→ **Input for this task**:
--*--
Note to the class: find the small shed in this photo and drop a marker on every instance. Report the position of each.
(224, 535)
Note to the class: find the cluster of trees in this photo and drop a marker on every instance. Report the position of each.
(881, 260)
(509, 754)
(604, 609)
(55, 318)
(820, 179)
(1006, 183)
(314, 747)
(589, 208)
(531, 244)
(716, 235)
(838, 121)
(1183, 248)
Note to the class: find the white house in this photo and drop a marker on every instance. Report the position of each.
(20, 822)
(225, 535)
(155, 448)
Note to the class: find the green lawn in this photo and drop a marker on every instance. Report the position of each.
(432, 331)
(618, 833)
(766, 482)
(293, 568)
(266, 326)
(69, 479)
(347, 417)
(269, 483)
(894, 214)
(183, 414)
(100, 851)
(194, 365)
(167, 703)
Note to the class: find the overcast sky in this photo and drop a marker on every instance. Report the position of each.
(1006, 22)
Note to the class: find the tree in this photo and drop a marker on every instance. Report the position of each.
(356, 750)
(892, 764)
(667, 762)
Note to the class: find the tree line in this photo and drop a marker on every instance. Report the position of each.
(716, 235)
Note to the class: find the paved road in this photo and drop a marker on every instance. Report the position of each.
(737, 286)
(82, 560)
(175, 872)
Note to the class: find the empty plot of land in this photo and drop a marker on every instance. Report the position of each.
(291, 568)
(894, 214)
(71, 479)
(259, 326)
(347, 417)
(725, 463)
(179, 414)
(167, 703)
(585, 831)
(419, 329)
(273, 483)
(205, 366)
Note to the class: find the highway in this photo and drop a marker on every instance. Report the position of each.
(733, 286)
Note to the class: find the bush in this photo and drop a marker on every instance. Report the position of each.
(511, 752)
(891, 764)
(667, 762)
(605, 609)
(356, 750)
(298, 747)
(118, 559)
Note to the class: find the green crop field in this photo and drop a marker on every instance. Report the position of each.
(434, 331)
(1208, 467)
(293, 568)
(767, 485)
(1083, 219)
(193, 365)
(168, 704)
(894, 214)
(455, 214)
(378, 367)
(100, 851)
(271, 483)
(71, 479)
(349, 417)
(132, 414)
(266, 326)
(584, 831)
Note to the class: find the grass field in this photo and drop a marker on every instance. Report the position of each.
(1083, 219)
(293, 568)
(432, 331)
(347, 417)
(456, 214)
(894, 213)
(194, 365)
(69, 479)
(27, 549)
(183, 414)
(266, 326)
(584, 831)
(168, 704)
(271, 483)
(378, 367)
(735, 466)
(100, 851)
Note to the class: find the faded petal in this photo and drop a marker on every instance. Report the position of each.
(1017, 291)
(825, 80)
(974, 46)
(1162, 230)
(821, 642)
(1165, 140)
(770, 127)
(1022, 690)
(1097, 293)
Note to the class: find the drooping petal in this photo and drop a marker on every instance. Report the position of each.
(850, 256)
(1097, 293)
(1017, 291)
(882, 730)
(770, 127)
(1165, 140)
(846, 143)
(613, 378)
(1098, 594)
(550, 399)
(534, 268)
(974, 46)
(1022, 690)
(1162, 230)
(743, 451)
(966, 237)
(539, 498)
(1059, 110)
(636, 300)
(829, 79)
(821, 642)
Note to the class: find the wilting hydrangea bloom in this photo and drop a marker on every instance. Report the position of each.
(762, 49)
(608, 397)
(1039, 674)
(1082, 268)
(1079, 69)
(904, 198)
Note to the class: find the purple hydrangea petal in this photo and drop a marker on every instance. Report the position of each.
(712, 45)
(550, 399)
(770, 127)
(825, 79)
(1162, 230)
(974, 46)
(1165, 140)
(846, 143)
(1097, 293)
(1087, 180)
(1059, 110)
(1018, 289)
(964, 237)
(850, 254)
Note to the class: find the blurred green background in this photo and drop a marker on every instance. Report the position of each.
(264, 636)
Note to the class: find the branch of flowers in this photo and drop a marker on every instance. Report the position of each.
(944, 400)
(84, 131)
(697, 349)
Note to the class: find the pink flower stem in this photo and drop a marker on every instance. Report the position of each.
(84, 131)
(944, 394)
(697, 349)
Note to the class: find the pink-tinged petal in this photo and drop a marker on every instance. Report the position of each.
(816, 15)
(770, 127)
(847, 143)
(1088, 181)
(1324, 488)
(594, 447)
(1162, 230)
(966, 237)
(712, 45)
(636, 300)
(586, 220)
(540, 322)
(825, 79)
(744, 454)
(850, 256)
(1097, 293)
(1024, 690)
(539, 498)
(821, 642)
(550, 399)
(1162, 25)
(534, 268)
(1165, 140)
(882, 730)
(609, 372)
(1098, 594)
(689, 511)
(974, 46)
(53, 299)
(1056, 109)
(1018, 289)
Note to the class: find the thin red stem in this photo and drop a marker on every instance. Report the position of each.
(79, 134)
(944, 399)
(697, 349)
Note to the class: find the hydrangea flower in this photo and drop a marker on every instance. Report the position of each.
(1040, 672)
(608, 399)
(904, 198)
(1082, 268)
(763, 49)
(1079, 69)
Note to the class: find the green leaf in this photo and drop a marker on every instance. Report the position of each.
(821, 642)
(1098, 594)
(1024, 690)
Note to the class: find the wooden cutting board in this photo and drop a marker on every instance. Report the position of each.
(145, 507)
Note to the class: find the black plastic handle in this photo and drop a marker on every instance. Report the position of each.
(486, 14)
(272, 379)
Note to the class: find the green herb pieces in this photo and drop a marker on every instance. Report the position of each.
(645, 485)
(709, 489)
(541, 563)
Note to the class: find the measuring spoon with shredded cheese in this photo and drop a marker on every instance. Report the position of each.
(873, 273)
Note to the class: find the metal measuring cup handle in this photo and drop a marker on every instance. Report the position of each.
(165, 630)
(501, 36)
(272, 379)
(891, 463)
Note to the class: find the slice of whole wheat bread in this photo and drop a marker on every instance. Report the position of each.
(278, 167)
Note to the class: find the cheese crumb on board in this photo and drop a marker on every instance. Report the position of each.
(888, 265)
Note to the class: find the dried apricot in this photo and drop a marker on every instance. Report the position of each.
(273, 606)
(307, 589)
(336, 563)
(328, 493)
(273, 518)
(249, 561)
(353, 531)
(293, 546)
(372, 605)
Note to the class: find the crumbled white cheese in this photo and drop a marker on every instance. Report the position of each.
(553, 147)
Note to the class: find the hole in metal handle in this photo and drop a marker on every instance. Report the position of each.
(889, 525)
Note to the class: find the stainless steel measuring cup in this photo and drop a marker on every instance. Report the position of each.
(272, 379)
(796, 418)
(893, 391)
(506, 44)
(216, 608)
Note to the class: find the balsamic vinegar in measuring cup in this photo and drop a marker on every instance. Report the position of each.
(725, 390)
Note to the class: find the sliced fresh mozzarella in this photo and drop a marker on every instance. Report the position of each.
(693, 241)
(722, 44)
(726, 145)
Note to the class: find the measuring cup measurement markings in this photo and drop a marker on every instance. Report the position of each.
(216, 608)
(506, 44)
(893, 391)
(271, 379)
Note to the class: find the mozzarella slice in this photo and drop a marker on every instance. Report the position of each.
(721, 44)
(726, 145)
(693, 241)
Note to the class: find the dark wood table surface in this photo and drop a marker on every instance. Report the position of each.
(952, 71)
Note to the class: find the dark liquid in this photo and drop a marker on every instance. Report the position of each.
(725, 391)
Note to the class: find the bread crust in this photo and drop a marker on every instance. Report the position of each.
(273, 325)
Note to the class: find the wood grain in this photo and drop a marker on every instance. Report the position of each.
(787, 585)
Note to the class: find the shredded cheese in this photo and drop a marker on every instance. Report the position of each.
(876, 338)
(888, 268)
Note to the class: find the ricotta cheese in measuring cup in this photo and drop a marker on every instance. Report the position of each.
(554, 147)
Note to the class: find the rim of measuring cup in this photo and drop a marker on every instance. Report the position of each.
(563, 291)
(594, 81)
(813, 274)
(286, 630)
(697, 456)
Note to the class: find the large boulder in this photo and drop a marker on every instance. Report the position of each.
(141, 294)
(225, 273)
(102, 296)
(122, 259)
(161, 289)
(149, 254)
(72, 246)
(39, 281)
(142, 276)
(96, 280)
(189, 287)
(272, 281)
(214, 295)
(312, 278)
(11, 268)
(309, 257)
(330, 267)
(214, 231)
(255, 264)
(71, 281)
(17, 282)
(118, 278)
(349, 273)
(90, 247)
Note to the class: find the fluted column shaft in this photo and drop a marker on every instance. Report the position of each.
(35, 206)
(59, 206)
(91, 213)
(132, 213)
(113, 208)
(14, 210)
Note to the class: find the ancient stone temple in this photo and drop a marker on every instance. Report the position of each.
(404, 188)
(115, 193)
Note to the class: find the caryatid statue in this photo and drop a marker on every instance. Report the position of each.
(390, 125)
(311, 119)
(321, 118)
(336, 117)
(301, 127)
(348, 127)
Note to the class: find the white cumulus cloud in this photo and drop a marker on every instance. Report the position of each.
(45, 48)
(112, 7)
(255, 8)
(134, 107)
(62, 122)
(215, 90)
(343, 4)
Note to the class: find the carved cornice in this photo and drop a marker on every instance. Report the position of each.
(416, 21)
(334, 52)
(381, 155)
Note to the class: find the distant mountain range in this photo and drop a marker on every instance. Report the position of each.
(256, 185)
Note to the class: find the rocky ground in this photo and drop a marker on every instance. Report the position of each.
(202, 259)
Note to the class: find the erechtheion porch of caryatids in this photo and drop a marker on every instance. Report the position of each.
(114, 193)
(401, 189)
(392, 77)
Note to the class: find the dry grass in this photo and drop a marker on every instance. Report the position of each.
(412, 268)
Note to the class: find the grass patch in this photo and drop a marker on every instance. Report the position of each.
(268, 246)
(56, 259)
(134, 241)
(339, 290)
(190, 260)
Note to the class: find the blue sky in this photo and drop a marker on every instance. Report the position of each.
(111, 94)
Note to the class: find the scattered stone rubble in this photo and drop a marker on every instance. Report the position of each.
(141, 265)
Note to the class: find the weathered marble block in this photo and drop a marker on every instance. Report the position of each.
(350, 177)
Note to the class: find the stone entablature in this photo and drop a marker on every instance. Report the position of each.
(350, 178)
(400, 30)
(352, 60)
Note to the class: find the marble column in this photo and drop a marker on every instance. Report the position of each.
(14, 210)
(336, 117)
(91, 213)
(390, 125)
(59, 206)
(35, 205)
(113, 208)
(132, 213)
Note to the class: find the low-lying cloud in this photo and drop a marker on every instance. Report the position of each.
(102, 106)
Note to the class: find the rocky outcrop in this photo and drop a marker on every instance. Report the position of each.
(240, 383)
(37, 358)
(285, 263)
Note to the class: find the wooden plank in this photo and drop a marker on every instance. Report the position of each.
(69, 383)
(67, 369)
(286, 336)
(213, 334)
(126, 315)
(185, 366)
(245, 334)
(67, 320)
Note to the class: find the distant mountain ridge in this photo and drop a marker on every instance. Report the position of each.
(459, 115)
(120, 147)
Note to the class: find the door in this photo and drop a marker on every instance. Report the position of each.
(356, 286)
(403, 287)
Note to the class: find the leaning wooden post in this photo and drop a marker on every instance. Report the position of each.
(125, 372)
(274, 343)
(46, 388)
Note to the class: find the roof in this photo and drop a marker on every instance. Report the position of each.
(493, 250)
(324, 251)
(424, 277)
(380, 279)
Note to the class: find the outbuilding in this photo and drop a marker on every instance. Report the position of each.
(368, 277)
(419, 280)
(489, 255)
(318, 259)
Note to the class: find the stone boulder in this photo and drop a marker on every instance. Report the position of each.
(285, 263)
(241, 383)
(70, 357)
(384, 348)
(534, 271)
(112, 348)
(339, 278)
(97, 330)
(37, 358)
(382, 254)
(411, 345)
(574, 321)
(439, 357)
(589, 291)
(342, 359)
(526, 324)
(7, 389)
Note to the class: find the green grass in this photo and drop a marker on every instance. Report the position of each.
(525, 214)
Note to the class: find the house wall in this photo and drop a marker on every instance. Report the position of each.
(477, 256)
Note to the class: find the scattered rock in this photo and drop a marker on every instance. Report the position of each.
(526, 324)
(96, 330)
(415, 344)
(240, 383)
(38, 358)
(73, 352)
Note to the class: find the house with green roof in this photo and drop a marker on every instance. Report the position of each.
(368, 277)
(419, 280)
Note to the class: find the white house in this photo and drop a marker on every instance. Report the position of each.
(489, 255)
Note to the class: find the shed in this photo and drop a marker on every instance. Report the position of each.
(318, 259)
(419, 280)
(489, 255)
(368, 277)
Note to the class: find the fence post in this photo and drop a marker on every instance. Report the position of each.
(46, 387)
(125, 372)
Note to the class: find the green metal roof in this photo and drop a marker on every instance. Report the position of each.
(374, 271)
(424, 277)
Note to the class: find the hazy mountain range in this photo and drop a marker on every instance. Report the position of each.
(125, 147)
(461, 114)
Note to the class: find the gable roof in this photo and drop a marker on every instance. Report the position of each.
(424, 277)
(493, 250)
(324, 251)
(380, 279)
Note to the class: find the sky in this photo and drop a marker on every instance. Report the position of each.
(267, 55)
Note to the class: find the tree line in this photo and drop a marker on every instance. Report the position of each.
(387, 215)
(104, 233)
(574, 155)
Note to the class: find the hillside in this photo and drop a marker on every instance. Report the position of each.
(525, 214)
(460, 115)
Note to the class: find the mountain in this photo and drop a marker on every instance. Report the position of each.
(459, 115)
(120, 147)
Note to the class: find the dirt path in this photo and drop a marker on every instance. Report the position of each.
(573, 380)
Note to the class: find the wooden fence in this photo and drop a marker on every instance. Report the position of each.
--*--
→ **What this task involves**: Only the lines from the one containing "Note to the class: find the shed" to the end of the records should be repeated, exactly as they appear.

→ **Task solution**:
Note to the class: find the shed in this photo and drop a marker on every instance. Report the position of each.
(318, 259)
(419, 280)
(489, 255)
(368, 277)
Note to the class: find the fence post in this photo and drop a marker on every instance. Report the position of each.
(46, 387)
(125, 372)
Note to the class: find the green metal roof in this photo and drop a marker on every instance. Report the position of each.
(374, 271)
(424, 277)
Note to the class: find the hazy mountain range in this photo and drop a marker on every instance. Report the position of each.
(125, 147)
(461, 114)
Note to the class: find the gable roof in this photo and drop a marker on every instance. Report the position of each.
(424, 277)
(493, 250)
(324, 251)
(380, 279)
Note to the class: find the sky in this photo and drop a marker on every instance. Report the position of each.
(267, 55)
Note to the class: find the tree line in this photo and drop a marker on every instance. Report the position of each.
(387, 215)
(104, 233)
(574, 155)
Note to the class: find the hillside in this photo and drop a marker on every instance. Report the position of each.
(525, 214)
(460, 115)
Note to the class: find the mountain in this photo and drop a marker on every instance. Report the position of each.
(459, 115)
(120, 147)
Note to the class: find the dirt path in this photo and drop a marker on every instance. Report the position of each.
(573, 380)
Note to the class: find the wooden fence in this photo and drop a marker on every instance. Report the position of each.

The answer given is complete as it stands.